_WHAT NEEDS TO BE DONE:_ Write out the records again, exactly, leaving none out.

_RECORD LIST:_
::::::::::
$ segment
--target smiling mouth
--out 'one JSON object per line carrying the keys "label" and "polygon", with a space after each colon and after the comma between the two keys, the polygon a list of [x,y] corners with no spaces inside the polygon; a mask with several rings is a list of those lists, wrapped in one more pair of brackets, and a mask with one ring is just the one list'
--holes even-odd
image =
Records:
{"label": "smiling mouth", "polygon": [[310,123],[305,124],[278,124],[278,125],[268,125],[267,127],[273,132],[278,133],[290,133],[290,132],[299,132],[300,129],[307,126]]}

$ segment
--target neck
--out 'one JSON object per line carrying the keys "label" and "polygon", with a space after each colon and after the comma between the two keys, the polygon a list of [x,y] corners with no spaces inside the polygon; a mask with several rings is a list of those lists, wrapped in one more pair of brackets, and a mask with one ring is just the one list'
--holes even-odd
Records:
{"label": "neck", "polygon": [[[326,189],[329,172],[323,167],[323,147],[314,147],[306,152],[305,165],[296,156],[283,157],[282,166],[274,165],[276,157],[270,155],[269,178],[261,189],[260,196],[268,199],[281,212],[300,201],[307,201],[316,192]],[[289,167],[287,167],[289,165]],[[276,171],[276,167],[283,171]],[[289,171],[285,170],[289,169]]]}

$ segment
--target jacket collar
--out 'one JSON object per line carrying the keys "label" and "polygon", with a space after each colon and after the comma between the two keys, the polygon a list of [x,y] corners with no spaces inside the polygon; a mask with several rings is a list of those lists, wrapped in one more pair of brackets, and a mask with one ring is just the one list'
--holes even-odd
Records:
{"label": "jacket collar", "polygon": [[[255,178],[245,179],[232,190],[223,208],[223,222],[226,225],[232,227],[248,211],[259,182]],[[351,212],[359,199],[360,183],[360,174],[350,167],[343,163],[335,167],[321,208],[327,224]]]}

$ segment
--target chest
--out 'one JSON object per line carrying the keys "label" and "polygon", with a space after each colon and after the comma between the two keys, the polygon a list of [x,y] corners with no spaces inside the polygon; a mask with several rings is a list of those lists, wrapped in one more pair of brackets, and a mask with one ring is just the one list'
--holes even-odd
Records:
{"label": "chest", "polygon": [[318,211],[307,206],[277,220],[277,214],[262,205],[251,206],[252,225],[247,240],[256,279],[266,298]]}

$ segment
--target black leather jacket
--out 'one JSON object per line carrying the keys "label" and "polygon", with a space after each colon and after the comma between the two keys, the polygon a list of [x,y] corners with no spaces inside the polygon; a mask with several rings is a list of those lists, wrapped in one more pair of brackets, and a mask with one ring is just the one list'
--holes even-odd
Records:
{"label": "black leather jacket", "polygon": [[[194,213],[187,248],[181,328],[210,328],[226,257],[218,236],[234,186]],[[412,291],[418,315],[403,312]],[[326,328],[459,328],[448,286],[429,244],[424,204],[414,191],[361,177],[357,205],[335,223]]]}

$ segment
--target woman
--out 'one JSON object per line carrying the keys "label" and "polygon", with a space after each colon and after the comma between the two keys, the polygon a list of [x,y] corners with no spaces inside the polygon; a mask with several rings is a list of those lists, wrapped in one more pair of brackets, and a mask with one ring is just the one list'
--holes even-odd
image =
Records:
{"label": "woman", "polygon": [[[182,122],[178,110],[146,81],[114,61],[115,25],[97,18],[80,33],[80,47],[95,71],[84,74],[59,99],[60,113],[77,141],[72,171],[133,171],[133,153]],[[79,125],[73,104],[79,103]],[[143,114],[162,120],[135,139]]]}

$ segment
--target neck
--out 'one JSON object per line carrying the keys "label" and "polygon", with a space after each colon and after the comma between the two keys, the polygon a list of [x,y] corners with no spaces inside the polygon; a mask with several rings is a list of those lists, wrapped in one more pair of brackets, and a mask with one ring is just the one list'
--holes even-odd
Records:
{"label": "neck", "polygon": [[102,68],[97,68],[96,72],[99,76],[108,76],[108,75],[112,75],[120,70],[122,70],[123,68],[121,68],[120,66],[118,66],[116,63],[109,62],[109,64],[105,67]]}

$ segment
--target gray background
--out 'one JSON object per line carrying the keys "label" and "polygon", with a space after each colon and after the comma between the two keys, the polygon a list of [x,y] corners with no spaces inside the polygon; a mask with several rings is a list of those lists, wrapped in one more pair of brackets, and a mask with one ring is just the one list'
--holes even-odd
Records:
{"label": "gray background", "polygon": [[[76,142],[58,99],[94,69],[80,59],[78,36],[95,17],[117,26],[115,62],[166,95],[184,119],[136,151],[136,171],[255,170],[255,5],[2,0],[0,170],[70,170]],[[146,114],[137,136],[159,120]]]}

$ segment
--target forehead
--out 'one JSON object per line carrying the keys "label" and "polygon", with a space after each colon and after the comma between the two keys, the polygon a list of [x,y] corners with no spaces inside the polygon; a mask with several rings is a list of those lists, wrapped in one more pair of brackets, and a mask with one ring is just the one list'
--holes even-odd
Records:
::::::::::
_ANSWER TO THIS TASK:_
$ segment
--target smiling mouth
--out 'one JSON object per line carrying the keys "label" and "polygon", with a space after each colon and after the comma between the two keys, the polygon a list of [x,y] corners with no spaces inside the polygon; a mask with several rings is a list of those lists, wrapped in one more pair of brackets, and a mask with one ring is just the one list'
--holes even-odd
image =
Records:
{"label": "smiling mouth", "polygon": [[310,123],[305,124],[278,124],[278,125],[268,125],[267,127],[273,132],[278,133],[290,133],[290,132],[299,132],[300,129],[307,126]]}

$ segment
--target neck
--out 'one JSON object per line carrying the keys "label" and "polygon", with a space after each colon and after the comma between the two keys, the polygon a list of [x,y] corners with no spaces inside the polygon; a mask with several rings is a list of those lists, wrapped in one more pair of brackets, and a mask with one ring is just the one list'
--holes even-odd
Records:
{"label": "neck", "polygon": [[[326,189],[329,172],[323,167],[323,147],[314,147],[306,152],[305,165],[296,156],[283,157],[282,166],[274,165],[276,157],[270,155],[269,178],[261,189],[260,196],[268,199],[281,212],[300,201],[307,201],[316,192]],[[289,167],[287,167],[289,165]],[[276,171],[276,167],[283,171]],[[289,171],[285,170],[289,169]]]}

$ segment
--target jacket collar
--out 'one JSON object per line carrying the keys "label" and "polygon", with a space after each colon and after the comma between the two keys, the polygon a list of [x,y] corners with no spaces inside the polygon; a mask with several rings is a list of those lists, wrapped in one more pair of brackets, and a mask with one ring is just the one list'
--holes even-odd
Records:
{"label": "jacket collar", "polygon": [[[255,178],[245,179],[232,190],[223,208],[223,222],[226,225],[232,227],[248,211],[259,182]],[[351,212],[359,199],[360,183],[360,174],[350,167],[343,163],[335,167],[321,208],[327,224]]]}

$ segment
--target chest
--out 'one JSON object per line carrying the keys "label" and "polygon", with a space after each colon and after the comma between the two keys, the polygon a list of [x,y] corners with no spaces inside the polygon; a mask with several rings is a list of those lists, wrapped in one more pair of brackets, and a mask with one ring is just the one list'
--holes even-odd
Records:
{"label": "chest", "polygon": [[318,211],[307,206],[277,220],[277,214],[262,205],[251,206],[252,225],[247,240],[256,279],[266,298]]}

$ segment
--target black leather jacket
--out 'one JSON object per line carrying the keys "label" and "polygon", with a space after each colon and after the comma between the two keys, the polygon a list of [x,y] corners with no spaces inside the polygon; a mask with several rings is a list of those lists, wrapped in one more pair of brackets, and a mask with one ring is just the one list'
--holes even-odd
Records:
{"label": "black leather jacket", "polygon": [[[194,213],[187,248],[181,328],[210,328],[226,257],[218,236],[234,186]],[[412,291],[418,315],[403,312]],[[326,328],[459,328],[448,286],[429,244],[424,204],[414,191],[361,177],[357,205],[335,223]]]}

$ segment
--target woman
--out 'one JSON object per line carrying the keys "label" and "polygon", with a space after each colon and after the comma between the two keys, the polygon a list of [x,y] corners with no spaces inside the polygon; a mask with several rings is a list of those lists, wrapped in one more pair of brackets, and a mask with one ring is just the one list'
--holes even-odd
image =
Records:
{"label": "woman", "polygon": [[[182,122],[178,110],[146,81],[114,61],[115,25],[97,18],[80,33],[80,47],[95,71],[84,74],[59,99],[60,113],[77,141],[72,171],[133,171],[133,153]],[[79,125],[73,104],[79,103]],[[143,114],[162,120],[135,139]]]}

$ segment
--target neck
--out 'one JSON object per line carrying the keys "label" and "polygon", with a space after each colon and after the comma between the two keys, the polygon a list of [x,y] corners with no spaces inside the polygon; a mask with several rings is a list of those lists, wrapped in one more pair of brackets, and a mask with one ring is just the one list'
--holes even-odd
Records:
{"label": "neck", "polygon": [[102,68],[97,68],[96,72],[99,76],[108,76],[108,75],[112,75],[120,70],[122,70],[123,68],[121,68],[120,66],[118,66],[116,63],[109,62],[109,64],[105,67]]}

$ segment
--target gray background
--out 'one JSON object per line carrying the keys "label" and "polygon", with a space after each colon and after the comma between the two keys, the polygon a list of [x,y] corners with no spaces inside the polygon; a mask with several rings is a list of those lists, wrapped in one more pair of brackets, and a mask with one ring is just the one list'
--holes even-odd
Records:
{"label": "gray background", "polygon": [[[76,142],[58,99],[94,69],[80,59],[78,36],[95,17],[117,26],[115,62],[166,95],[184,119],[136,151],[136,171],[255,170],[255,5],[2,0],[0,170],[70,170]],[[146,114],[137,136],[159,120]]]}

$ segment
--target forehead
--out 'one JSON object per line carrying the keys "label" and "polygon", with a space after each colon and after the comma between the two keys, the polygon a list of [x,y] corners with no spaces inside the polygon; a mask with several rings is a list of those lists, wrapped in one more pair of brackets, and a mask with one ring is just the one list'
--holes even-odd
Records:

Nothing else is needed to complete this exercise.